Stored data entries:
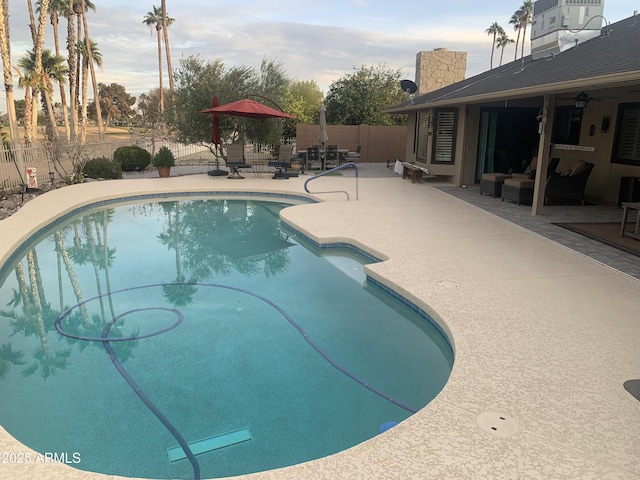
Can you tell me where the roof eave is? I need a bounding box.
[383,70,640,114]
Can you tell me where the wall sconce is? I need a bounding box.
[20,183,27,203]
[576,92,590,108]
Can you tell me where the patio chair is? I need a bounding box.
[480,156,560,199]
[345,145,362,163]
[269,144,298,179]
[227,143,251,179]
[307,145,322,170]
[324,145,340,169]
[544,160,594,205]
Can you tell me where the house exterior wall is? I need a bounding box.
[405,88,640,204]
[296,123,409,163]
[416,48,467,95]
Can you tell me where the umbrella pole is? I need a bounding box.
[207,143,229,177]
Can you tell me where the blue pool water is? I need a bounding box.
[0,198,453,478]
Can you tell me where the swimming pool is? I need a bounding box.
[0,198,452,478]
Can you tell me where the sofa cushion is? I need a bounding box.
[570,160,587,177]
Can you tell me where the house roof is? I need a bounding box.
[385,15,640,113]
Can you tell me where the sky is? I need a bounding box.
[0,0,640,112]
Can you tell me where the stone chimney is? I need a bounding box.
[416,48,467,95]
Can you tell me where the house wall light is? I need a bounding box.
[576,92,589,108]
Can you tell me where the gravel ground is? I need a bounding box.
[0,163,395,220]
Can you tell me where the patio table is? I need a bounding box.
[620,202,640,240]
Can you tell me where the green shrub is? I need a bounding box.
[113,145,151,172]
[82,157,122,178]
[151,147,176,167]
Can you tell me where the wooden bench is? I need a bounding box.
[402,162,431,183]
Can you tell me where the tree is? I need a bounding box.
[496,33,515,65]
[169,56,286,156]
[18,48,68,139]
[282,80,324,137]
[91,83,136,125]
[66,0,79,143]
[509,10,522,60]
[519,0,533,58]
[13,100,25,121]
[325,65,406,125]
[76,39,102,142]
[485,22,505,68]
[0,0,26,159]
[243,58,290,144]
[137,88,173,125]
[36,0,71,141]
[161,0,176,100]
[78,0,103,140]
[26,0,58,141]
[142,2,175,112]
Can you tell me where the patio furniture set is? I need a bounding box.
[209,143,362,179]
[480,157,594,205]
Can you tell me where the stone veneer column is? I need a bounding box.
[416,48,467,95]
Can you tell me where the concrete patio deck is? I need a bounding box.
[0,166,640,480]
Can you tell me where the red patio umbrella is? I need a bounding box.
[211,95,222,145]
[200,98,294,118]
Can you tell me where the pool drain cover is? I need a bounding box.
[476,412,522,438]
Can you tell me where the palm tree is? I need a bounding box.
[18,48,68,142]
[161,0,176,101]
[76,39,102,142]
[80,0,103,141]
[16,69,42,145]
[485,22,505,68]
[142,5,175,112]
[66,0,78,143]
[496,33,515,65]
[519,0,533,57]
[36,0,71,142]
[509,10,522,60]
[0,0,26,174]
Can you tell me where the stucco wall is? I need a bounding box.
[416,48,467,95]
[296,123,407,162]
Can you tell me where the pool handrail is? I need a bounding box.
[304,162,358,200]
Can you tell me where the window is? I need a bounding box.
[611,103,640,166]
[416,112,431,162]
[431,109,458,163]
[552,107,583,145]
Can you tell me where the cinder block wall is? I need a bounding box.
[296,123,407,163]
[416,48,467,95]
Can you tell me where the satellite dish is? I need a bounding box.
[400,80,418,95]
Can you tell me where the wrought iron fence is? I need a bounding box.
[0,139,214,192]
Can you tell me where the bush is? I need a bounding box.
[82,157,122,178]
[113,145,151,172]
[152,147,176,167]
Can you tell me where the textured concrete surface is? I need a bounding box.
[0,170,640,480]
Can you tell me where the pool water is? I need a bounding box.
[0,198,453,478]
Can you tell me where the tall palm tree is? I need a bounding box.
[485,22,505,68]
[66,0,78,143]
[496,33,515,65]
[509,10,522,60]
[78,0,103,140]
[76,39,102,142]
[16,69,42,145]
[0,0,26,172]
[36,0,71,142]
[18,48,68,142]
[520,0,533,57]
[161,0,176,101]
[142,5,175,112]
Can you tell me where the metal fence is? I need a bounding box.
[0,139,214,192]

■ Given task
Tally the lines in the material above that contain the string "patio", and reply with only the number.

■ Result
5